Description of the task: Find the line containing "Could you please indicate the dense". Quote it and every line after it, exactly, through the end; skip pictures.
________________
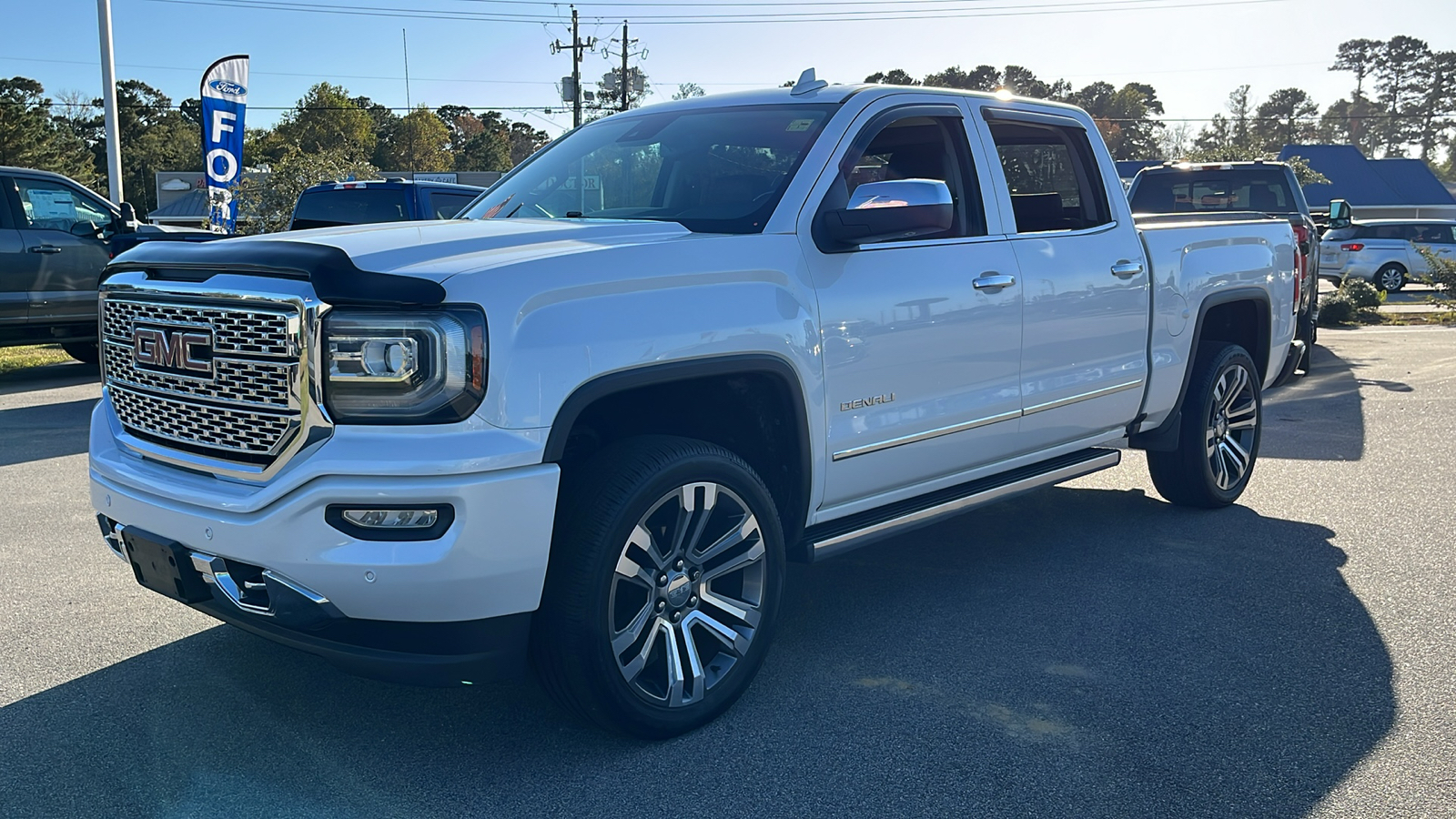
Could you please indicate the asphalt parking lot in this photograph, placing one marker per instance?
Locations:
(1087, 651)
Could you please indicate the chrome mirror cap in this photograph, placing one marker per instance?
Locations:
(900, 193)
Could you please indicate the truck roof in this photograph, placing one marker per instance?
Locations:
(393, 184)
(832, 94)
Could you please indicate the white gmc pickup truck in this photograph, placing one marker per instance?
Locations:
(590, 420)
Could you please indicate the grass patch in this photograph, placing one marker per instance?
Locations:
(1409, 319)
(21, 358)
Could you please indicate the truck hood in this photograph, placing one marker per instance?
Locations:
(440, 249)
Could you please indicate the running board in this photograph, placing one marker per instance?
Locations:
(854, 531)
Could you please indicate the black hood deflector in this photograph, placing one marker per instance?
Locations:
(332, 273)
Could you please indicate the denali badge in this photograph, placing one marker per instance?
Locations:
(172, 350)
(863, 402)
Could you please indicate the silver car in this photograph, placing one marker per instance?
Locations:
(1383, 251)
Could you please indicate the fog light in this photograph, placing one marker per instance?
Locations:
(392, 518)
(393, 522)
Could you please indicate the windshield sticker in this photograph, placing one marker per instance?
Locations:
(51, 205)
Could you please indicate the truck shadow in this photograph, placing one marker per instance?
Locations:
(47, 430)
(1069, 653)
(48, 376)
(1318, 417)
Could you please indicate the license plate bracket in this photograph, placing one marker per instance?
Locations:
(165, 567)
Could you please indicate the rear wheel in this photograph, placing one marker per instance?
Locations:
(1390, 278)
(84, 351)
(1219, 439)
(662, 586)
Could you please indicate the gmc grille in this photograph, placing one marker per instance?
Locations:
(247, 409)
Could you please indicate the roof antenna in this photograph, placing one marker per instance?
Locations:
(807, 84)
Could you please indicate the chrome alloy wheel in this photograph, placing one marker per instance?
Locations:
(686, 593)
(1232, 426)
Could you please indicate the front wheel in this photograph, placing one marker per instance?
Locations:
(662, 589)
(1219, 439)
(1390, 278)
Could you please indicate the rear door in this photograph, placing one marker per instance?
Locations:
(921, 337)
(66, 234)
(1084, 354)
(16, 268)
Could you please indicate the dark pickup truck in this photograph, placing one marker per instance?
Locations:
(1220, 188)
(56, 237)
(331, 205)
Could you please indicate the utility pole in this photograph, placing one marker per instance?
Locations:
(577, 48)
(628, 79)
(108, 89)
(625, 84)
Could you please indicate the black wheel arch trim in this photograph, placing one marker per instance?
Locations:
(1165, 436)
(669, 372)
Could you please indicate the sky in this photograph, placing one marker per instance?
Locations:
(1193, 51)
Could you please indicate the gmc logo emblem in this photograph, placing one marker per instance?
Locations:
(181, 351)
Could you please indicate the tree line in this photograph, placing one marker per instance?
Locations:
(327, 131)
(1402, 104)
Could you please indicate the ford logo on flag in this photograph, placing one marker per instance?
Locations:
(228, 86)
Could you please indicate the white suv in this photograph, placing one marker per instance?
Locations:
(1383, 251)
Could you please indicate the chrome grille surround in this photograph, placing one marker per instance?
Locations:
(259, 409)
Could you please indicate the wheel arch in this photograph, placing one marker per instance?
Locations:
(698, 394)
(1218, 315)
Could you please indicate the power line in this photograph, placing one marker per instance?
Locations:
(1067, 7)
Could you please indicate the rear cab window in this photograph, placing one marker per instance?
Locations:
(329, 207)
(446, 205)
(1259, 189)
(1052, 177)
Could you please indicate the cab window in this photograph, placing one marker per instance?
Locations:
(51, 206)
(1052, 177)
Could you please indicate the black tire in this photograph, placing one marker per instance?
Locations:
(1390, 278)
(603, 503)
(84, 351)
(1190, 475)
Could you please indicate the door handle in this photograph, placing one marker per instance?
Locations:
(994, 281)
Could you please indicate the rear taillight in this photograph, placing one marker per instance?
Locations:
(1300, 263)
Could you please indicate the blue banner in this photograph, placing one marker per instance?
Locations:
(225, 99)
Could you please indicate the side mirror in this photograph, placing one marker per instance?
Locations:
(900, 208)
(128, 219)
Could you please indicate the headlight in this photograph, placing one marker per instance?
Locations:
(404, 368)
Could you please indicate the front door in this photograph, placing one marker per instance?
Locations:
(921, 361)
(1084, 359)
(16, 273)
(65, 252)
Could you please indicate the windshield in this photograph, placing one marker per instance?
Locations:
(1198, 191)
(713, 171)
(349, 206)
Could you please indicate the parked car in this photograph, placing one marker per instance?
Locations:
(1383, 251)
(1229, 188)
(593, 419)
(331, 205)
(56, 238)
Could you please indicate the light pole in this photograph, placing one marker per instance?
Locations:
(108, 91)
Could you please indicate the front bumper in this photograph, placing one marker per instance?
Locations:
(439, 611)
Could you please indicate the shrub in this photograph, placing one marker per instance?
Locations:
(1361, 293)
(1441, 271)
(1337, 309)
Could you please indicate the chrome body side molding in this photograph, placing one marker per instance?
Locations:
(844, 535)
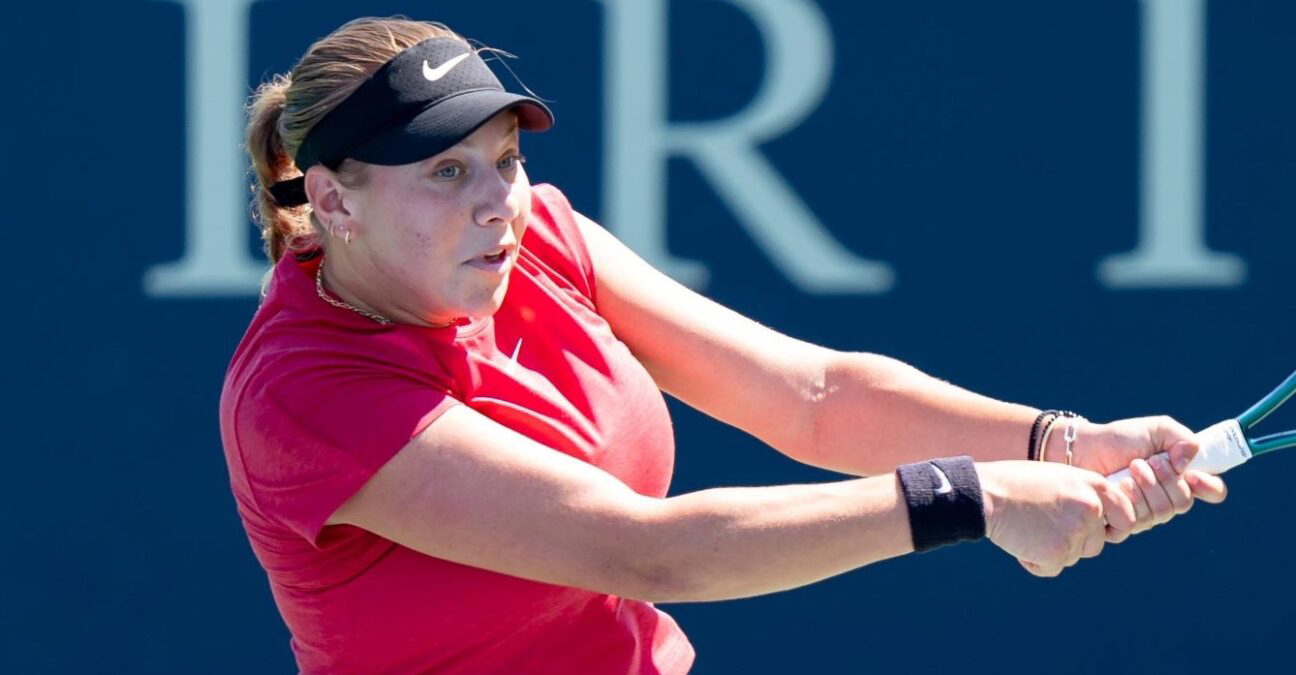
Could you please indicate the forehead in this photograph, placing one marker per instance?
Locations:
(499, 128)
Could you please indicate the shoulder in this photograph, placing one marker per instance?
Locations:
(554, 236)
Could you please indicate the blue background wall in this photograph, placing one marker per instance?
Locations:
(989, 152)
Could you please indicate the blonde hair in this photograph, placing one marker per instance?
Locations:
(285, 108)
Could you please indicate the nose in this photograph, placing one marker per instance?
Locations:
(497, 202)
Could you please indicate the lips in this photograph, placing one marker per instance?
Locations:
(495, 258)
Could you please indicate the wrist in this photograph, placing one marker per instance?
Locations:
(1085, 434)
(945, 502)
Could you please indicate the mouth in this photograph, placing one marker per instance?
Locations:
(494, 259)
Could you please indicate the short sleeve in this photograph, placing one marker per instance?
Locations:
(312, 433)
(555, 239)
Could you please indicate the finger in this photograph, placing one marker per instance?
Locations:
(1095, 540)
(1172, 483)
(1183, 452)
(1117, 507)
(1142, 512)
(1207, 487)
(1041, 570)
(1157, 503)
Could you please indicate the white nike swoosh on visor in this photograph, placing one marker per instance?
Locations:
(945, 487)
(434, 74)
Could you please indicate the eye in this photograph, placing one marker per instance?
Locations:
(512, 161)
(449, 171)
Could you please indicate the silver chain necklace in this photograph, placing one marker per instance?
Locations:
(341, 305)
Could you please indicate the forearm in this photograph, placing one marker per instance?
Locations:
(723, 543)
(875, 413)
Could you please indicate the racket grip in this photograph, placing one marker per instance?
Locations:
(1222, 447)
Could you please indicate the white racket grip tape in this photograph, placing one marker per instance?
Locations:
(1222, 447)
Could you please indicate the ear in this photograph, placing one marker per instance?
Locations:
(328, 197)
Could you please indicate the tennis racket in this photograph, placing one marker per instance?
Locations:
(1226, 445)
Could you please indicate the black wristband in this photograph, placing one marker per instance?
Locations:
(944, 499)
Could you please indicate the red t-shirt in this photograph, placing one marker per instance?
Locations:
(318, 398)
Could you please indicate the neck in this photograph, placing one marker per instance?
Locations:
(341, 277)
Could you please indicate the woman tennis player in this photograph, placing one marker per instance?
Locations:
(445, 425)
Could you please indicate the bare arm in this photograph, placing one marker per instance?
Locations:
(473, 491)
(811, 403)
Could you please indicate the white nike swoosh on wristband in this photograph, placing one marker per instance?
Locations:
(434, 74)
(945, 487)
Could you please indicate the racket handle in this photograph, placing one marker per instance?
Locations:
(1222, 447)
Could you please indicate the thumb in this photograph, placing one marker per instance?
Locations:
(1182, 454)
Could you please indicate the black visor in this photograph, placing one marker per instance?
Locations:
(421, 102)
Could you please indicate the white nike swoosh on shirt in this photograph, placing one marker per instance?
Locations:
(945, 487)
(434, 74)
(512, 360)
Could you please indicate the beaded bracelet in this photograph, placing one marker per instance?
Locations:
(1046, 417)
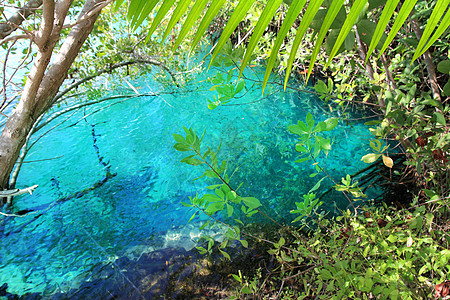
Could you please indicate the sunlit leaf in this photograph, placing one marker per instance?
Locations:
(237, 16)
(388, 162)
(403, 14)
(370, 158)
(162, 13)
(191, 19)
(329, 18)
(384, 19)
(180, 10)
(353, 15)
(425, 41)
(311, 11)
(212, 11)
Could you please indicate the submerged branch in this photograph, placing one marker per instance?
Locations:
(108, 70)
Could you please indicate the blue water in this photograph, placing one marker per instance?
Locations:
(59, 247)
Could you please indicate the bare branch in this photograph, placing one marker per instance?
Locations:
(14, 38)
(46, 27)
(17, 19)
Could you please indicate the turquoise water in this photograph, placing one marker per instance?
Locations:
(79, 229)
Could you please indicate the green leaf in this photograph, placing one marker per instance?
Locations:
(190, 20)
(238, 14)
(444, 66)
(214, 207)
(309, 121)
(229, 210)
(371, 123)
(291, 16)
(251, 202)
(236, 277)
(353, 15)
(162, 12)
(299, 129)
(388, 162)
(210, 14)
(192, 161)
(182, 147)
(263, 21)
(366, 31)
(244, 243)
(226, 255)
(331, 123)
(193, 216)
(179, 138)
(329, 18)
(204, 225)
(321, 87)
(398, 23)
(311, 11)
(375, 3)
(439, 118)
(384, 19)
(144, 12)
(180, 10)
(425, 41)
(446, 89)
(370, 158)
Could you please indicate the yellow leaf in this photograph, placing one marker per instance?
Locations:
(388, 162)
(409, 242)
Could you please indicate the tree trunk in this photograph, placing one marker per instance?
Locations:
(44, 82)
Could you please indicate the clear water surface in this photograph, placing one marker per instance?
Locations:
(139, 208)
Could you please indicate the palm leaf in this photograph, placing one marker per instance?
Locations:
(333, 10)
(237, 16)
(267, 15)
(291, 15)
(445, 24)
(386, 15)
(212, 11)
(311, 11)
(438, 10)
(134, 9)
(165, 6)
(190, 20)
(146, 10)
(352, 16)
(176, 16)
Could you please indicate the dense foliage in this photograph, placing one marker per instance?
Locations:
(399, 251)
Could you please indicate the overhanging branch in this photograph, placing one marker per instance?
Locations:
(109, 69)
(17, 19)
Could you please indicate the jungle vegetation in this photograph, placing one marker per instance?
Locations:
(390, 56)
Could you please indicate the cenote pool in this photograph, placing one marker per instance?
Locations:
(78, 230)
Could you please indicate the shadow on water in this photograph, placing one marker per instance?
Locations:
(108, 215)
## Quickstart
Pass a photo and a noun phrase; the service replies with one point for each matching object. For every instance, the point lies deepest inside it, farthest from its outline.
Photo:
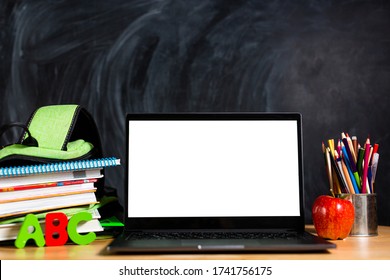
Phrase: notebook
(214, 182)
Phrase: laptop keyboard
(212, 235)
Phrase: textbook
(10, 209)
(8, 183)
(55, 167)
(45, 192)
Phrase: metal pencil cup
(365, 223)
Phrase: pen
(365, 165)
(350, 167)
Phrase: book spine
(58, 167)
(46, 185)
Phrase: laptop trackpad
(216, 244)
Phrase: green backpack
(53, 133)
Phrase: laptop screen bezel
(217, 223)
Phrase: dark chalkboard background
(329, 60)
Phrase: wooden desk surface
(352, 248)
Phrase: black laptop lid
(214, 171)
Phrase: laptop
(214, 182)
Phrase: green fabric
(51, 124)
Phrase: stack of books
(68, 187)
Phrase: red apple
(333, 217)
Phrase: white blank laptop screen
(223, 168)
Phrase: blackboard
(329, 60)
________________
Result:
Could you please indicate the dense foliage in this photograph, placing one marker per instance?
Locations:
(399, 251)
Could you please indicate the overhanging branch in this photograph, placing one marker per instance?
Locations:
(109, 69)
(17, 19)
Could you please indicate the jungle vegetation in this photograph, placing one marker per instance?
Locations:
(390, 56)
Could you please indicate the cenote pool in this photograph, placing one marker per instance?
Locations:
(78, 230)
Could you please indicate the shadow on water in this photograph, placing one marker per instance?
Locations:
(108, 215)
## Quickstart
Pass a photo and a noun phrase; the service replies with one point for each matching object. For every instance, the point lies deepest inside it, farthest from its outline.
Photo:
Phrase: notebook
(214, 182)
Phrase: laptop keyboard
(212, 235)
Phrase: textbook
(10, 209)
(8, 183)
(55, 167)
(45, 192)
Phrase: metal pencil cup
(365, 223)
Phrase: pen
(365, 165)
(350, 167)
Phrase: book spine
(58, 167)
(46, 185)
Phrase: laptop trackpad
(216, 244)
Phrase: green backpack
(53, 133)
Phrase: laptop screen bezel
(217, 223)
Phrase: dark chalkboard background
(329, 60)
Phrase: wooden desk surface
(352, 248)
Phrase: black laptop lid
(214, 171)
Phrase: laptop
(214, 182)
Phrase: green fabric
(51, 124)
Phrase: stack of books
(68, 187)
Phrase: red apple
(333, 217)
Phrase: white blank laptop screen
(223, 168)
Phrase: blackboard
(329, 60)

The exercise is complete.